### Work to be completed
Answer these from the backdoor Roth passage:
(a) Which IRS form is used to report an increase or decrease in basis?
(b) If a nondeductible contribution is 25% of all the money in a person's traditional IRAs, what share of the Roth conversion amount will be tax-free?
(c) Until when can you change your mind about whether a contribution is deductible?

[Source passage Boundary: Start]

Before proceeding with a backdoor Roth, consider that it is much easier to contribute directly to a Roth IRA if you are eligible to do so.
First, there are three terms which need to be understood when doing backdoor Roths:
- Taxable compensation
- is defined by the IRS as taxable wages, salaries, commissions, self-employment income, alimony and separate maintenance (nontaxable combat pay is also applicable for an IRA contribution). It doesn't include earnings and profits from property, interest and dividend income, pension or annuity income, deferred compensation, income from certain partnerships, or any amounts (other than combat pay) you exclude from income.
- Traditional IRA
- as used on this page, refers to each of a person's non-Roth IRAs, that are also not inherited IRAs. These include traditional IRAs, rollover IRAs (also known as conduit IRAs), SEP-IRAs, and SIMPLE IRAs, including those held at different custodians. The total year-end value of ALL of these accounts will be taken into account when calculating taxes for a backdoor Roth.
- Basis (or cost basis)
- is the total amount of nondeductible contributions in your traditional IRAs. It is a fixed dollar amount and does not grow as the account value grows. It stays steady until one of the following occurs: 1) another nondeductible contribution is added (the basis increases), 2) a rollover of an after-tax 401K contribution is made to a traditional or rollover IRA (the basis increases), 3) a Roth conversion or withdrawal from the account removes some/all of it (the basis decreases).
- The basis also is not associated with any particular account. Rather, it is an accounting device that the taxpayer needs to report to the IRS each year it changes. The increase or decrease in basis is reported using IRS Form 8606.
- IRS Pub. 590-A refers to this as "cost basis". This is the same word, but has a slightly differently meaning than the cost basis used when calculating capital gains.
When you do a backdoor Roth, you first make a nondeductible contribution (i.e., already taxed) to a traditional IRA. After that transaction has been completed (usually in one business day), you do a Roth conversion.
However, your pre-existing traditional IRAs will likely be entirely deductible contributions and their pre-tax earnings. When you do a Roth conversion, you cannot limit your conversion to just your nondeductible contribution. When filing your income taxes, Form 8606 considers all your traditional IRAs as if the accounts were merged in one traditional IRA, regardless of which account the Roth conversion money came from.
For example: If your nondeductible contribution is only 25% of all the money in your traditional IRAs, then only 25% of your Roth conversion amount will be tax-free. The remaining 75% of your Roth conversion amount will represent the deductible (pre-tax) money across all of your traditional IRAs. Consequently, you will owe tax (at your current income tax rate) on 75% of your Roth conversion amount (see Example 3a below). If you can transfer your pre-tax IRA funds to a solo 401(k), employer-sponsored 401k, or 403(b), then they will no longer be subject to taxation during the Roth conversion process.
However, in the cases where part of the conversion amount was taxed, some of your basis is considered to have been converted tax-free while some still remains for use with the rest of your traditional IRAs. Some of this basis will hang around until all of your traditional IRAs (as defined here) are empty and you will have to file Form 8606 each year until then.
To do a backdoor Roth, first make a regular contribution to a traditional IRA with your IRA custodian. You do not need to tell the custodian whether the contribution is deductible or not; it is just treated as an IRA contribution. The custodian does not know (or care) if any contribution is deductible or not. That is known only to you, the IRS (and your state, if you file state income taxes), and your tax preparer. In fact, you can change your mind as to any contribution being deductible or not, up until the time you file your tax return.

[Source passage Boundary: End]
[Record excerpts Boundary: Start]

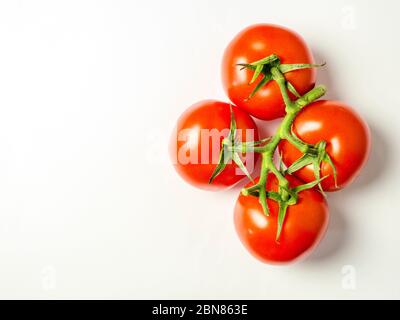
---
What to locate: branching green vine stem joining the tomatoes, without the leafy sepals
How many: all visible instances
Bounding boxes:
[242,67,326,208]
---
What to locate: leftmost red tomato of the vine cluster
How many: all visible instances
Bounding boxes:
[170,100,258,190]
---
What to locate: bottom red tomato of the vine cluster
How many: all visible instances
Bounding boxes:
[234,174,329,264]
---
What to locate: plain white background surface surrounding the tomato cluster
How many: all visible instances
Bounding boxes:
[0,0,400,299]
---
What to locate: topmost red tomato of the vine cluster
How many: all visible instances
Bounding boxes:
[222,24,316,120]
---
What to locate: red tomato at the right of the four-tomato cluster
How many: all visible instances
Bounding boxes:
[279,100,371,191]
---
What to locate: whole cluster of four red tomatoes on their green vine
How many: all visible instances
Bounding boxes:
[170,24,370,264]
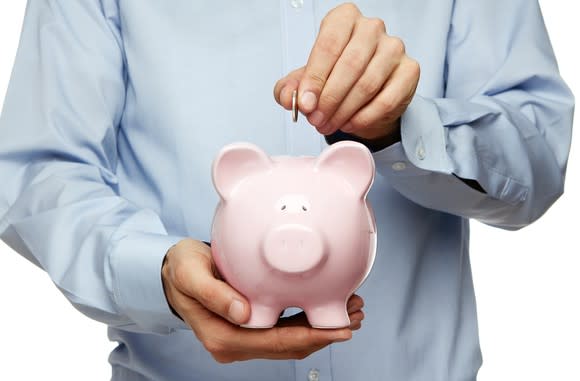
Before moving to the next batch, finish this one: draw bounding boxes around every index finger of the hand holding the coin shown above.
[298,4,360,114]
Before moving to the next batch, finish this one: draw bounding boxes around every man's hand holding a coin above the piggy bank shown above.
[274,3,420,139]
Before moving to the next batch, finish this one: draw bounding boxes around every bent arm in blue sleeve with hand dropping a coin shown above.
[274,0,574,229]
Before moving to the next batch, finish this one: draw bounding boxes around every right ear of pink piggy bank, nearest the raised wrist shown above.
[314,141,375,197]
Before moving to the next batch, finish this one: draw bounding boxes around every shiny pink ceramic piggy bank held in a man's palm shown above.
[211,141,376,328]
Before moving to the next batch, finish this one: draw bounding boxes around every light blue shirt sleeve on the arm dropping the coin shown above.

[Record excerpts Boundary: End]

### Solution to this problem
(a) IRS Form 8606
(b) 25%
(c) Until you file your tax return